>> START Extracted material

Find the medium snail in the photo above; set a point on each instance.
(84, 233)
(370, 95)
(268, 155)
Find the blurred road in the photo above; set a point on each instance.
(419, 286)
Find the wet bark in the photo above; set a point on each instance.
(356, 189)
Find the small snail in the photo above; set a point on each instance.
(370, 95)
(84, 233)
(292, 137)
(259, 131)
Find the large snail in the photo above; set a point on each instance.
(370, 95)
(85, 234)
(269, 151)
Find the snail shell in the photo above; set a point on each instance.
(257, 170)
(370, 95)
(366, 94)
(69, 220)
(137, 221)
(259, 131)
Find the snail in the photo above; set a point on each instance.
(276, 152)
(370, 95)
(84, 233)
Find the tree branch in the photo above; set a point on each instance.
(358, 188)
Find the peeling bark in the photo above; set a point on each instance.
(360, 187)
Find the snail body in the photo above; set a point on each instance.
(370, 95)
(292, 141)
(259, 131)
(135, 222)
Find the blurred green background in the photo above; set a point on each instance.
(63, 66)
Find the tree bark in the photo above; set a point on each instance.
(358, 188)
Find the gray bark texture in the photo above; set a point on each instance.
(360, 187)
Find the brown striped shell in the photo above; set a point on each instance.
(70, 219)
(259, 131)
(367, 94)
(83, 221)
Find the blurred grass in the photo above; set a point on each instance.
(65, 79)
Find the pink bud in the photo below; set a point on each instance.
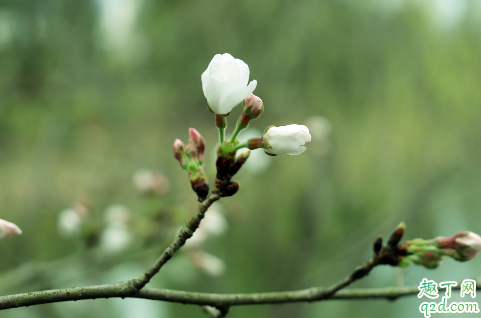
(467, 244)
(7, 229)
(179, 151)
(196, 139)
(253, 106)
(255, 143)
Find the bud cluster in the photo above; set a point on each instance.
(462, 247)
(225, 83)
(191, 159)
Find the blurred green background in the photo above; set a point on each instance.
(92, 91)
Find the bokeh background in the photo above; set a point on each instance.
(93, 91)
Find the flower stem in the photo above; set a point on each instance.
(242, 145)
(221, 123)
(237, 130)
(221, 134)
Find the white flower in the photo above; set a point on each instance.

>> END Extracted material

Short exercise: Give the entries again without a single change, but with no pictures.

Task output:
Find the medium snail in the photo above; set a point on each instance.
(84, 233)
(370, 95)
(268, 155)
Find the blurred road in the photo above; set a point on each instance.
(419, 286)
Find the wet bark in the photo above; set a point on each instance.
(356, 189)
Find the small snail in the photo above; set a point on each instance.
(370, 95)
(84, 233)
(292, 137)
(259, 131)
Find the large snail in the photo above; set a point on each instance.
(370, 95)
(85, 234)
(269, 151)
Find the snail shell in the photo above; set a point on each instance.
(257, 170)
(370, 95)
(366, 94)
(69, 220)
(137, 221)
(259, 131)
Find the snail in the photo above; set a point on each instance.
(276, 152)
(370, 95)
(84, 233)
Find the tree branch in the photo above; set a point on each instance.
(358, 188)
Find the peeling bark in the photo above; set a point on each instance.
(360, 187)
Find the snail body in the photo above; set a point on each instance.
(370, 95)
(292, 141)
(259, 131)
(135, 222)
Find the blurred green background in the photo above; set a point on each instance.
(63, 66)
Find the tree bark in the photo above; set a point on each instance.
(358, 188)
Find the gray bark texture in the photo above; set a point on each instance.
(360, 187)
Find the brown striped shell in the photo above; set a point on each instance.
(70, 219)
(259, 131)
(367, 94)
(83, 221)
Find the blurred grass in the photo above; set a point on each instance.
(65, 79)
Find the pink bud in the photo below; set a point on each instance.
(467, 244)
(7, 229)
(179, 151)
(196, 139)
(253, 106)
(255, 143)
Find the bud cluster in the photo above; set a point on each instance.
(462, 247)
(225, 83)
(191, 159)
Find the blurred green background in the photo above; set a point on each instance.
(92, 91)
Find the bokeh background in the photo above; set a point on each instance.
(93, 91)
Find the flower stem in the photo above; set a point on each instance.
(242, 145)
(221, 123)
(237, 130)
(221, 134)
Find the white flower in the photo above; set a point on each instance.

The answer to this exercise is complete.